#### Short task
Below are the entries; output exactly the lines from the one containing "Note: for every instance of the numeral iiii, put" through the final line, inclusive.
──────
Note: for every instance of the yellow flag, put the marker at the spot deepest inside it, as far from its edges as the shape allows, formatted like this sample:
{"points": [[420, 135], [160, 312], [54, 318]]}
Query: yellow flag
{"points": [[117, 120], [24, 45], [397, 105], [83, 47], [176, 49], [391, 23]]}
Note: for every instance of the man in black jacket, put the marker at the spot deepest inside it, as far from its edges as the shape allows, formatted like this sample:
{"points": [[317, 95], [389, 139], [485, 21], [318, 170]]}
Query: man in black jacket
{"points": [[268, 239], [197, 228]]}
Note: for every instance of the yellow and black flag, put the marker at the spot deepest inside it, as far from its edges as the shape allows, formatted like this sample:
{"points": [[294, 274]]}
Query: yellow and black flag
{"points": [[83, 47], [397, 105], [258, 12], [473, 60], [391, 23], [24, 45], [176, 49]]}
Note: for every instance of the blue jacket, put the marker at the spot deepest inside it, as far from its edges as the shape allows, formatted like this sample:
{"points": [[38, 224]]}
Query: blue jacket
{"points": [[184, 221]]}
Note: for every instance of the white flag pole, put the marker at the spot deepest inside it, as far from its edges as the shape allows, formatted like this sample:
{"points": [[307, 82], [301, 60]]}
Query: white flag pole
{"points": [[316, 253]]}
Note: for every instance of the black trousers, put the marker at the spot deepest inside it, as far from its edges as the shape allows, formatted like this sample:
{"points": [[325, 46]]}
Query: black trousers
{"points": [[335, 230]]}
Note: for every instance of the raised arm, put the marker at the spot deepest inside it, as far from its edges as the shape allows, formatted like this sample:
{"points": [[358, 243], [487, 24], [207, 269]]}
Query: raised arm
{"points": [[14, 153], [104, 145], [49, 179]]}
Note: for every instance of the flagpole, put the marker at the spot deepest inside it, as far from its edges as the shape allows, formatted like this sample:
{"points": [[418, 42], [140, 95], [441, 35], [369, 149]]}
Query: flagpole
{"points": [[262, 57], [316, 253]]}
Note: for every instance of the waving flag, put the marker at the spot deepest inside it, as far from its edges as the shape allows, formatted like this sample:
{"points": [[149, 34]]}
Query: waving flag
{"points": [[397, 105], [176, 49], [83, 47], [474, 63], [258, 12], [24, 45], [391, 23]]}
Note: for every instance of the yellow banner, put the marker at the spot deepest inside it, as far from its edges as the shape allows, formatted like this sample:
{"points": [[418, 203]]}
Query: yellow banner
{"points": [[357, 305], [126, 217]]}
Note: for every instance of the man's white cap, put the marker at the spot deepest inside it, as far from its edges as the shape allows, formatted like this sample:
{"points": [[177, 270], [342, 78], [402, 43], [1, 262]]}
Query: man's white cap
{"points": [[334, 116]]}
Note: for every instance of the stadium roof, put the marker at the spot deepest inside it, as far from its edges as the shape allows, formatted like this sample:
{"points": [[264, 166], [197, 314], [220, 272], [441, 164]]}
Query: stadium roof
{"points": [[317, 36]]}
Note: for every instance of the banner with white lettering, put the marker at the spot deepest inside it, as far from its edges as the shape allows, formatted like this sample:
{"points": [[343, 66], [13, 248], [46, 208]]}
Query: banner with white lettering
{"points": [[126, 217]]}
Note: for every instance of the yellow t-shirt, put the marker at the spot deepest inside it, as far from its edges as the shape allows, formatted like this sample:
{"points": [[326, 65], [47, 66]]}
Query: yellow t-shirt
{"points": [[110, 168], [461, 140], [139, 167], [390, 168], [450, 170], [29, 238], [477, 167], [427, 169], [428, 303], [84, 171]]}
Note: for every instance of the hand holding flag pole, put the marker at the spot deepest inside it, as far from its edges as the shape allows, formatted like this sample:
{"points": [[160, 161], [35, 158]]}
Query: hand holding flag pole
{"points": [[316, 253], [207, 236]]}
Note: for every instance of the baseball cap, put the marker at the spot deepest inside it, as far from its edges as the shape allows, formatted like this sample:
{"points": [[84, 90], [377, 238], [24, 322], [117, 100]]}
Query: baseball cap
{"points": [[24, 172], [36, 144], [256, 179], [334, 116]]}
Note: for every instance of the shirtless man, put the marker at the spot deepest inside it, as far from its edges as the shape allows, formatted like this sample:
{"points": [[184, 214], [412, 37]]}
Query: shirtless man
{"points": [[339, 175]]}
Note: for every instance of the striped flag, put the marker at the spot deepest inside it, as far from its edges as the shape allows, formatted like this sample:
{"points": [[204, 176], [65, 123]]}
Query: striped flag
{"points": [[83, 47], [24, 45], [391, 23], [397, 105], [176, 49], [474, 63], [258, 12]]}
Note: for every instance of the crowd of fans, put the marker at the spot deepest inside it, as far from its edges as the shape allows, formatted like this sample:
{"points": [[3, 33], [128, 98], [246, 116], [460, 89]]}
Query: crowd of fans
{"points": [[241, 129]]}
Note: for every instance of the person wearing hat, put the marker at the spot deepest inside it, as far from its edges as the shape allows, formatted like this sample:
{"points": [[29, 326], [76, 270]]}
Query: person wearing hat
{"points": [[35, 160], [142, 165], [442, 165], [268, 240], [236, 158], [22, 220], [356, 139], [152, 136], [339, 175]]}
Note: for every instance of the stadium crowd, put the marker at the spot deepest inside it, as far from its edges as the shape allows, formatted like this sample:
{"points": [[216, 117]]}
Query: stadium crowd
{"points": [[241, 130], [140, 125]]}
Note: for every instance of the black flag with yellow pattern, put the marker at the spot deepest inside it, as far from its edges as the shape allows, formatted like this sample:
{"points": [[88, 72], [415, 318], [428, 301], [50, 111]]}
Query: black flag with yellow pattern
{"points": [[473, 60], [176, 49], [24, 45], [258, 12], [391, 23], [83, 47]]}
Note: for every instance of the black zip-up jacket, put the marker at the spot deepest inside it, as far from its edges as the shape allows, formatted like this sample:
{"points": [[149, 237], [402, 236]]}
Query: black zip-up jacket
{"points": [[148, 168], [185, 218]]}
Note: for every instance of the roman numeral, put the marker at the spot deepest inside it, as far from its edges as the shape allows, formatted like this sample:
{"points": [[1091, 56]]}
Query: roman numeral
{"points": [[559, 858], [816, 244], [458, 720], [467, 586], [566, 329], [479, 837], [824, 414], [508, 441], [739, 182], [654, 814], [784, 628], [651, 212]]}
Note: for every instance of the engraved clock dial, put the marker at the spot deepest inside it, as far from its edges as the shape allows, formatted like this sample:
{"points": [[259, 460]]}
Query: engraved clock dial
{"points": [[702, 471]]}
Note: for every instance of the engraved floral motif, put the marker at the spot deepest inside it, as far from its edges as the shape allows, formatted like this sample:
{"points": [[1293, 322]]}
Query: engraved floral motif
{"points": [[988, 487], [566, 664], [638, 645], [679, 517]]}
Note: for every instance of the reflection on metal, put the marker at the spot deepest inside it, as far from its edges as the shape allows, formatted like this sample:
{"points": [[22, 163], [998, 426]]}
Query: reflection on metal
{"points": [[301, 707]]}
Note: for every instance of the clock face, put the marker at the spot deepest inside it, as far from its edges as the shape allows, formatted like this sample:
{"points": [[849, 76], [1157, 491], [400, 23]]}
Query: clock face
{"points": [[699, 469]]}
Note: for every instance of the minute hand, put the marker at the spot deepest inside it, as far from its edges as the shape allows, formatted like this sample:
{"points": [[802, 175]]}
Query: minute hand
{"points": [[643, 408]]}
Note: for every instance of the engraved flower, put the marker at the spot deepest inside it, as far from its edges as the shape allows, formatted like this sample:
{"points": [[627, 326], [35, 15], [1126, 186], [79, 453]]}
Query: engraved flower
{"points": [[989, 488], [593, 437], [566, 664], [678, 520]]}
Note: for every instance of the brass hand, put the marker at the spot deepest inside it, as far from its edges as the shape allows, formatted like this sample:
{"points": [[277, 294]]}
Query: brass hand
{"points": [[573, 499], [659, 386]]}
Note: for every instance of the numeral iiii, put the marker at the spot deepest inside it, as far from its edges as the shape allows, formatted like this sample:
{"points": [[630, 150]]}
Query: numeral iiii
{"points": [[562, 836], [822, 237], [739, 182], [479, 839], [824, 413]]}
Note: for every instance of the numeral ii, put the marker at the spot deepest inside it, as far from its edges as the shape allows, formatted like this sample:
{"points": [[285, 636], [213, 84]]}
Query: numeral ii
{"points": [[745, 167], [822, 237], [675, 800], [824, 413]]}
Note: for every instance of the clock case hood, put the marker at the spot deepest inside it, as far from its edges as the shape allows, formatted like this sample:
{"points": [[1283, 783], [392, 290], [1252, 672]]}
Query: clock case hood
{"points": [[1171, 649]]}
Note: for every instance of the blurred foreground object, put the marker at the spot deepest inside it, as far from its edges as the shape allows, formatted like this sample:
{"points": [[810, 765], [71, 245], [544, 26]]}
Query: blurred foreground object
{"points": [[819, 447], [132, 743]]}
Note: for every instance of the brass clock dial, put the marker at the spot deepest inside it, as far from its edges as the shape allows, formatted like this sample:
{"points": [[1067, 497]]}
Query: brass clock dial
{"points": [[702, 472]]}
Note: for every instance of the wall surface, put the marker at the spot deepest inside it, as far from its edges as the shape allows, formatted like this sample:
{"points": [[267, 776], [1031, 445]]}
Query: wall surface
──────
#### Worked answer
Note: for every instance of the numeral iiii, put the marker at the spot deepest inside it, as far from its edges as the shape allows, formatted like this sample:
{"points": [[630, 150]]}
Query: numeral iiii
{"points": [[562, 836], [822, 237], [739, 182], [479, 839], [824, 413]]}
Note: for every instance of the numeral ii, put the marker at the spot deepest inside it, as far from its edges as the shape allows, formatted like this sample:
{"points": [[285, 636], [213, 84]]}
Query: numeral ii
{"points": [[745, 167], [822, 237], [675, 800], [824, 413]]}
Note: for every instance of the clock case hood, put the marker at the spot deepest inside it, as far from its edges as the shape allows, formatted like this sample:
{"points": [[1283, 783], [392, 290], [1252, 672]]}
Query: clock case hood
{"points": [[1171, 649]]}
Note: for every instance of the blurred foreground object, put the marker at the spot deepest inside it, as far from its edges as the shape allows, formatted like this sample:
{"points": [[810, 765], [71, 245], [544, 26]]}
Query: blurred foreground object
{"points": [[819, 447], [132, 743]]}
Note: for every instance of the brass clock dial, put the marker at the spot deepest inside it, as far from its edges as the shape allows, formatted like this sample:
{"points": [[1067, 497]]}
Query: brass clock dial
{"points": [[702, 472]]}
Note: for every instance of the wall surface, put the marker at the spot deepest inside it, as far from its edges as the shape allows, formatted like this sample:
{"points": [[267, 776], [1031, 445]]}
Query: wall surface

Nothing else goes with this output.